THE TASK
All that is needed is the listing, transcribed exactly and in full.

DATASET EXCERPTS
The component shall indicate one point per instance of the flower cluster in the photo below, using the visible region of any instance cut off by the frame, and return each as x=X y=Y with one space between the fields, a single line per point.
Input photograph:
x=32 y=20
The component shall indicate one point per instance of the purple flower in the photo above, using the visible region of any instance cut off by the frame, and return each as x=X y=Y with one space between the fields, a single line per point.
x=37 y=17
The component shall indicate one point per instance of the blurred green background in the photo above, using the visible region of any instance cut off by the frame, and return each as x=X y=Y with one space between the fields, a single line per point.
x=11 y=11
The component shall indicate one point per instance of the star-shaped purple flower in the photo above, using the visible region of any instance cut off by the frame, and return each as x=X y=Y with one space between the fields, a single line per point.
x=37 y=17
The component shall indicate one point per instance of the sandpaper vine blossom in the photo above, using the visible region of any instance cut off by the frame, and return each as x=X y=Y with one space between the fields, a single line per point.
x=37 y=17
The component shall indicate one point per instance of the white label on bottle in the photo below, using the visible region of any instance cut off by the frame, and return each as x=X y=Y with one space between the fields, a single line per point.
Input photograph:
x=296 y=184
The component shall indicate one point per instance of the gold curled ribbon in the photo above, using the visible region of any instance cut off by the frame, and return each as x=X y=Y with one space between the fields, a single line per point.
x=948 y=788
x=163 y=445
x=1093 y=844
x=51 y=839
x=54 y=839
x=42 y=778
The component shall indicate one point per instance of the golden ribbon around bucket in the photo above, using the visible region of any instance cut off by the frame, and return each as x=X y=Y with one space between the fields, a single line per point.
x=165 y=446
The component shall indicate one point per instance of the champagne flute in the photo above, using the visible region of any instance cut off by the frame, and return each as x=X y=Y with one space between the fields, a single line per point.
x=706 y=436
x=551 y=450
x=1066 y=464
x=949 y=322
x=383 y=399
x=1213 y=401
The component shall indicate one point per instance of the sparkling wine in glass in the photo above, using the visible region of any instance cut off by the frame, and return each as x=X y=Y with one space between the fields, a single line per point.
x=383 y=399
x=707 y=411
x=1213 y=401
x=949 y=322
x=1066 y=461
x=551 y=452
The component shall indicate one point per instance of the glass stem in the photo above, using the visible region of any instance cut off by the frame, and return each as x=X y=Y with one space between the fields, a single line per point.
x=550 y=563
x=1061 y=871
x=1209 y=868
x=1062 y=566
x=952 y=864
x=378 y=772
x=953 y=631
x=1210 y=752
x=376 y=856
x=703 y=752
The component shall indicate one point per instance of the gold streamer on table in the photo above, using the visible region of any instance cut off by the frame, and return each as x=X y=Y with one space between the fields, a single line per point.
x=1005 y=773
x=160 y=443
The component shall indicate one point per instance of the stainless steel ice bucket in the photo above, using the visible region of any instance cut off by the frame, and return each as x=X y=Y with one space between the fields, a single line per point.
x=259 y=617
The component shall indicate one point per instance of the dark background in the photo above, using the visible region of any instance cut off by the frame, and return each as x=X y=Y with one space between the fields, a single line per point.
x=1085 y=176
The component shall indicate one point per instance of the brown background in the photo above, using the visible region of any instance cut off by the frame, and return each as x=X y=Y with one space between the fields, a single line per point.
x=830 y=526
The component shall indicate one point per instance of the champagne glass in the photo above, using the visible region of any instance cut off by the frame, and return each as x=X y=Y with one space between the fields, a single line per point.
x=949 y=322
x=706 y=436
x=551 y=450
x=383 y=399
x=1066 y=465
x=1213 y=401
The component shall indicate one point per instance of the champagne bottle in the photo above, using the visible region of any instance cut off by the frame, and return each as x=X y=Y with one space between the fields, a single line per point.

RESPONSE TO THIS EXERCISE
The component shall indicate one point per instance of the flower cluster in the photo below, using the visible region of any instance cut off by the frame, and return each as x=X y=Y with one space between the fields, a single line per point.
Input photograph:
x=32 y=20
The component shall indicate one point per instance of the purple flower in the photo above, using the visible region of any instance cut off by the frame, and return each as x=X y=Y with one space between the fields, a single line per point.
x=37 y=17
The component shall indicate one point per instance of the blurred green background in the photo above, using the visible region of any instance cut off by the frame, and return each as x=X y=Y with one space between the fields, a single line per point.
x=11 y=11
The component shall indicate one point per instance of the star-shaped purple flower in the photo above, using the visible region of any instance cut off by the frame, and return each as x=X y=Y with one space between the fields, a single line per point.
x=37 y=17
The component shall indicate one point per instance of the sandpaper vine blossom in the photo above, using the visible region of any instance cut off by the frame, and return each as x=X y=Y with one space between the fields, a single line per point.
x=37 y=17
The component shall indicate one point per instance of the white label on bottle in the photo below, using the visible region of any instance cut off by the frame, and return each as x=X y=Y with one space between the fields, a single line per point.
Input photograph:
x=296 y=184
The component shall indicate one point per instance of the gold curled ribbon in the photo above, using the visible region of any instance cut off by the frame, and return each as x=X y=Y with one space between the fields, a single line per point.
x=948 y=788
x=163 y=445
x=1093 y=844
x=51 y=839
x=54 y=839
x=42 y=778
The component shall indicate one point per instance of the golden ribbon around bucket in the photo above, using the visible region of any instance cut off by the frame, and return each as x=X y=Y with one space between the fields, a single line per point.
x=165 y=446
The component shall indicate one point per instance of the champagne flute in the photo above, using the visible region of any instance cut off by the frame, and return each as x=X y=Y with one space between the fields, a single line per point.
x=706 y=436
x=551 y=450
x=1066 y=464
x=949 y=322
x=383 y=399
x=1213 y=401
The component shall indicate one point per instance of the sparkling wine in glass in the photo above, using the visible region of any instance cut off by the frame, and return each as x=X y=Y with one space between the fields, a single line per point.
x=383 y=399
x=707 y=411
x=1213 y=401
x=949 y=322
x=1066 y=461
x=551 y=452
The component shall indicate one point per instance of the glass stem in the photo above, using the visible region of any instance cut off by the frame, and return each as x=X y=Y with one space between the fields, a single line per point.
x=550 y=563
x=1061 y=871
x=1209 y=868
x=1062 y=566
x=952 y=864
x=378 y=772
x=953 y=631
x=1210 y=752
x=376 y=856
x=703 y=752
The component shall indicate one point per instance of the gold streamer on table in the photo above, using the visible region of any instance cut off by the frame, and return each as x=X y=Y with one space between the fields, a single line per point.
x=1005 y=773
x=160 y=443
The component shall indicate one point per instance of the stainless steel ice bucket in the photo above, using the visible region of any instance cut off by the frame, and return each as x=X y=Y with one space between the fields, a single line per point.
x=259 y=617
The component shall indicate one point per instance of the dark background in the photo above, using the visible region of any instance cut off by the frame, and return each as x=X y=Y with one space between the fields, a single line per point.
x=1085 y=176
The component shall indicate one point per instance of the brown background in the photo above, using the visible region of any instance cut off by the frame, and return each as x=X y=Y with one space between the fields, a single line per point.
x=830 y=526
The component shall indicate one point per instance of the champagne glass in the photo above, using the visible region of any instance cut off by the frame, and return each as x=X y=Y with one space between the fields, a single line per point.
x=949 y=322
x=706 y=436
x=551 y=450
x=383 y=399
x=1066 y=465
x=1213 y=401
The component shall indicate one point per instance of the champagne bottle in the photo above, using the visible region of any instance cut off by the frame, and return each as x=X y=Y with one space between the fields, a single line per point.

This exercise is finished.